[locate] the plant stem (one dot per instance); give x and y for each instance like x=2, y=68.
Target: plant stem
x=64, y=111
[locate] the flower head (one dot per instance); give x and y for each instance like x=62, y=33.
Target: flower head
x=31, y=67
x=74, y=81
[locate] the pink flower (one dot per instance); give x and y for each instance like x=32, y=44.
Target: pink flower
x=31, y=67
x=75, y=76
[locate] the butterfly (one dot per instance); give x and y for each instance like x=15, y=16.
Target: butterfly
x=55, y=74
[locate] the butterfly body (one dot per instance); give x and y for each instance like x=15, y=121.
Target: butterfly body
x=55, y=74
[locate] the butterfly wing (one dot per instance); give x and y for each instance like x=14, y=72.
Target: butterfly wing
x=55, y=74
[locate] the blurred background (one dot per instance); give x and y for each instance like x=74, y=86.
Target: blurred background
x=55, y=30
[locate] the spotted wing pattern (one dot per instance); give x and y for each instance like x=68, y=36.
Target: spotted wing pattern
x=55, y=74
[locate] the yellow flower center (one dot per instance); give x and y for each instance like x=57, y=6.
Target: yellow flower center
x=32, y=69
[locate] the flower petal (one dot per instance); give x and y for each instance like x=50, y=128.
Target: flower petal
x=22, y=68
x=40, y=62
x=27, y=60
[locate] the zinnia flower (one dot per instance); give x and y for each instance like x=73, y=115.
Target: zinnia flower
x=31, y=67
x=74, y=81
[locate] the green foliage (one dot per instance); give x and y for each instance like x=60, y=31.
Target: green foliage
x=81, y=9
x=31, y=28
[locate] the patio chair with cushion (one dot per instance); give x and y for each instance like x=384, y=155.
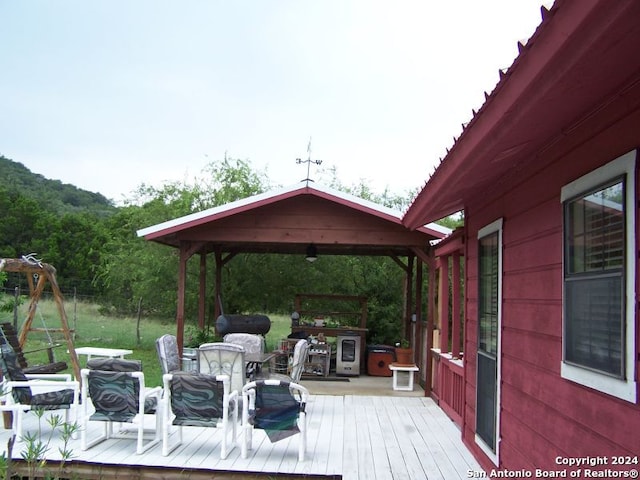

» OBJECTIVE
Arrange all the lines of the records above as a numbered list, omitting any blank lines. Leave the pictures out of your answer.

» WRITTEN SOLUTION
1. [locate] the plant stem (one dot per instance); give x and y for each instance like x=2, y=68.
2. Target: plant stem
3. x=64, y=111
4. [locate] the flower head (one dot per instance); give x and y for each instance like x=62, y=33.
5. Target: flower head
6. x=31, y=67
7. x=74, y=81
8. [locate] the pink flower (one dot per instance); give x and y for each instance like x=32, y=44.
9. Target: pink flower
10. x=31, y=67
11. x=75, y=76
12. [locate] the butterfly (one dot per instance); give x and y for each instance like x=15, y=16.
13. Target: butterfly
14. x=55, y=74
15. [locate] the butterfly body (one dot per instance); give x and y for each instance like x=15, y=121.
16. Target: butterfly body
17. x=55, y=74
18. [locate] the butterfly wing (one dot per instance); give x and y for each instance like x=14, y=72.
19. Target: butterfly wing
20. x=55, y=74
21. [locate] the blurred background (one dot per instance); give x and y for each instance like x=74, y=86.
22. Target: blurred background
23. x=55, y=30
24. [locate] the spotted wing pattern (one dot per instance); give x and y for each instance like x=68, y=36.
25. Target: spotted wing pattern
26. x=55, y=74
27. [locate] the yellow flower center (one dot per instance); give x and y for each instance like x=57, y=6.
28. Target: yellow flower center
29. x=32, y=69
30. [locate] the flower petal (one dot per instance); give x and y for each instance like x=50, y=128.
31. Target: flower petal
32. x=22, y=68
33. x=40, y=62
34. x=27, y=60
35. [locate] the zinnia flower (one dot per instance); give x and y for each instance like x=73, y=115.
36. Target: zinnia flower
37. x=31, y=67
38. x=74, y=81
39. [locate] the green foliage (one dot per instance); give x and y for each instance like x=60, y=31.
40. Target: green foliage
41. x=81, y=9
42. x=31, y=28
43. [locate] the patio chair with cushion (one dot per instance); give x and y for each instance like x=384, y=155.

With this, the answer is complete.